**AIM:**
How many lines of the records contain the string "sofa"? Give only the number.

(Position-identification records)
· · · ·
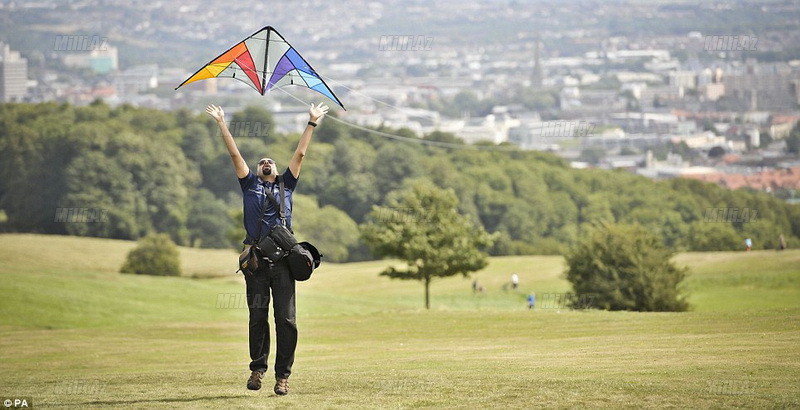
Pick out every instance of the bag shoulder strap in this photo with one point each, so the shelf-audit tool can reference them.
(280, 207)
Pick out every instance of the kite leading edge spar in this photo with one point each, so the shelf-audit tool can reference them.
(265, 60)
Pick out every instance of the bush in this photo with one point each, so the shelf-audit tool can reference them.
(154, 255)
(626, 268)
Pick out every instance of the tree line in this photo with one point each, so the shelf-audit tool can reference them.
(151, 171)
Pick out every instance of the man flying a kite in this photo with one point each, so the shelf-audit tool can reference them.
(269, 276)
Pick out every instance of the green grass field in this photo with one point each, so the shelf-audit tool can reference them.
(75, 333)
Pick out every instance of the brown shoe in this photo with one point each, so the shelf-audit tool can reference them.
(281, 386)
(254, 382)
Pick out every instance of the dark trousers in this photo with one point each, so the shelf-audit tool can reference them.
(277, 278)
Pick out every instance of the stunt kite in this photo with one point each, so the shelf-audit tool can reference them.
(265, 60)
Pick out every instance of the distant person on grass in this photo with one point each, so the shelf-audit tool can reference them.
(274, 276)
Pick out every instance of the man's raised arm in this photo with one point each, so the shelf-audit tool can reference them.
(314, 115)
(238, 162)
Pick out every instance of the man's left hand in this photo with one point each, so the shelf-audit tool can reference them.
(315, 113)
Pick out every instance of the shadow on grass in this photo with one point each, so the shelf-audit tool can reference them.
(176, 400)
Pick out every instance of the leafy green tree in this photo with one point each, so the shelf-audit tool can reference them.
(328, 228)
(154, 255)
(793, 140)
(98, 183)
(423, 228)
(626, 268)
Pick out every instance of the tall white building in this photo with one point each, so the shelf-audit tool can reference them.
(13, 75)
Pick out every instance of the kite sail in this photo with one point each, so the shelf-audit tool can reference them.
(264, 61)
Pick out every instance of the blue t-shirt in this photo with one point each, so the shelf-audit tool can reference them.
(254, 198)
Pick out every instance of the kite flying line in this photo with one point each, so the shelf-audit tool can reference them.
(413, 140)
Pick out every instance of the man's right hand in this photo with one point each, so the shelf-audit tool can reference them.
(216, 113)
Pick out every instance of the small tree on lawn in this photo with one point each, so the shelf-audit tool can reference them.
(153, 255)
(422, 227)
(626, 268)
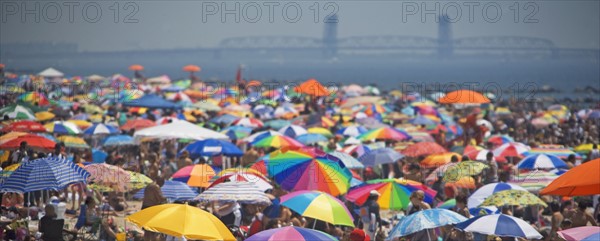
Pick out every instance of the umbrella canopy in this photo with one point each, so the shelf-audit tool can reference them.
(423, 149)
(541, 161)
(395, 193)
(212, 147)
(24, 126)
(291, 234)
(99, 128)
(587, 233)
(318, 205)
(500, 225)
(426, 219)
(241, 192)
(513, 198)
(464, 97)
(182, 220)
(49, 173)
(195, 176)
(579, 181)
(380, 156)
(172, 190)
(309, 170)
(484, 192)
· · · ·
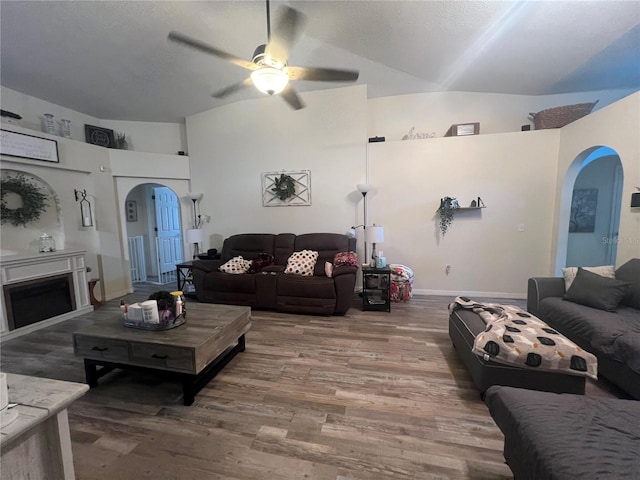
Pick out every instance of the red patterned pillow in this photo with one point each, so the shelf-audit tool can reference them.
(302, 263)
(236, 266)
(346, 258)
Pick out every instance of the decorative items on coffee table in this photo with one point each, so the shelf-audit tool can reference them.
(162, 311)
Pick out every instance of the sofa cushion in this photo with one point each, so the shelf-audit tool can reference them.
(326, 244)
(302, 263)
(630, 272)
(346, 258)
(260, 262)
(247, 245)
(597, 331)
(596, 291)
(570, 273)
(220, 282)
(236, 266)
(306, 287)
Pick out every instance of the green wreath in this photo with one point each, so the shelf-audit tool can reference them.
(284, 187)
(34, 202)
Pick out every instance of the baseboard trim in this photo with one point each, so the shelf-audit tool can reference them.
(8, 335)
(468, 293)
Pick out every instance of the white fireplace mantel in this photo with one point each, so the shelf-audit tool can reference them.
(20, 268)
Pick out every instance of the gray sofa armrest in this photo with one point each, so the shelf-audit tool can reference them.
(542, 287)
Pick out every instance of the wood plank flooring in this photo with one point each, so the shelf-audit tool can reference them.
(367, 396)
· · · ·
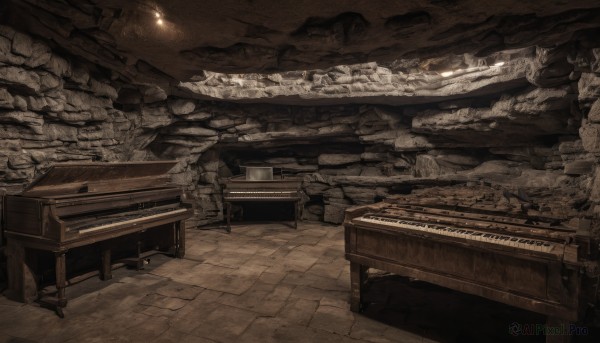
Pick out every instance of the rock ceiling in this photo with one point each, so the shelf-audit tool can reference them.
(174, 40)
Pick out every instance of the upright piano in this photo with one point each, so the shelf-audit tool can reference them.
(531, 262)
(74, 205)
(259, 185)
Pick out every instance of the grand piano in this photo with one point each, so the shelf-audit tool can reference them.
· · · ·
**CORRECT ANSWER:**
2